EXTRAIT À LIRE:
↓↓↓
Q Vous avez réalisé aussi une série photographique sur les journées dédiées à l’impact climatique. Les gens tiennent un point blanc dans leurs mains. De quoi s’agit-il ?
EFD Là, c’était une commande. J’avais participé à une journée internationale sur les problèmes d’environnement. Il y avait plusieurs groupes et chaque groupe choisissait un objet qui soit une façon d’alerter. J’ai choisi le point blanc et l’objectif était de relier ensemble chaque point de la planète. L’environnement ne m’interpelle pas seulement dans son immensité. Les aspects locaux m’intéressent aussi. Par exemple, les inondations sont un problème d’environnement. Dans le cas du Sénégal, je pense que la population n’a pas forcement le recul nécessaire pour pouvoir agir sur son environnement et il faut une action quotidienne pour sensibiliser les gens. Il y a tellement de sujets que l’on pourrait relier à la question de l’environnement ici. Par exemple, le plastique. Il y a des sujets que je n’ai pas pu montrer. Je voulais montrer la sècheresse par exemple, avant de m’intéresser aux inondations d’Alger. Je suis allée dans un endroit où les cultivateurs ne peuvent pas cultiver et où beaucoup de gens sont partis. Nombreux sont ceux qui migrent vers l’Europe, parce qu’ils ne peuvent plus cultiver leurs champs. C’est un sujet que je n’ai finalement pas pu traiter. Avant les inondations, j’ai voulu faire un travail sur la sècheresse, parce que sur douze mois de l’année, parfois il n’y a que deux mois de pluie.
↑↑↑
DONNÉES FOURNIES:
↓↓↓
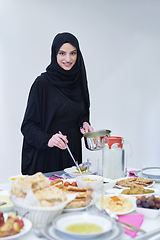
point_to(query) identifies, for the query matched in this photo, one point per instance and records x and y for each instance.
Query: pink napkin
(135, 219)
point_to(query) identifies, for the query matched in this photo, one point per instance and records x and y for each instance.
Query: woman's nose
(68, 58)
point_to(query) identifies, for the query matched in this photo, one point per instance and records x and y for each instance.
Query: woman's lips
(67, 64)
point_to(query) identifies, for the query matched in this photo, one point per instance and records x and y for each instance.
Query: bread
(83, 198)
(35, 182)
(48, 196)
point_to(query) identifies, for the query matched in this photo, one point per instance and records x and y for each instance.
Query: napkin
(131, 173)
(135, 219)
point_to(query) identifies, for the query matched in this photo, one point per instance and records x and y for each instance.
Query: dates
(148, 202)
↑↑↑
LISTE DES TÂCHES:
A. Dans l'extrait sur l'environnement, à quoi devait servir le point blanc choisi lors de la journée internationale ?
B. Reproduisez à l'identique toutes les lignes des entrées, en omettant les images.
L'extrait et les entrées n'ont aucun lien entre eux.

RÉPONSES:
A. L'objectif était de relier ensemble chaque point de la planète.

B.
point_to(query) identifies, for the query matched in this photo, one point per instance and records x and y for each instance.
Query: pink napkin
(135, 219)
point_to(query) identifies, for the query matched in this photo, one point per instance and records x and y for each instance.
Query: woman's nose
(68, 58)
point_to(query) identifies, for the query matched in this photo, one point per instance and records x and y for each instance.
Query: woman's lips
(67, 64)
point_to(query) identifies, for the query matched in this photo, one point per instance and records x and y for each instance.
Query: bread
(83, 198)
(35, 182)
(48, 196)
point_to(query) identifies, for the query matched in this photo, one point per instance and records x and y for each instance.
Query: napkin
(131, 173)
(135, 219)
point_to(query) identifies, for the query matched in this photo, one point per instance and records x and y for each instance.
Query: dates
(148, 202)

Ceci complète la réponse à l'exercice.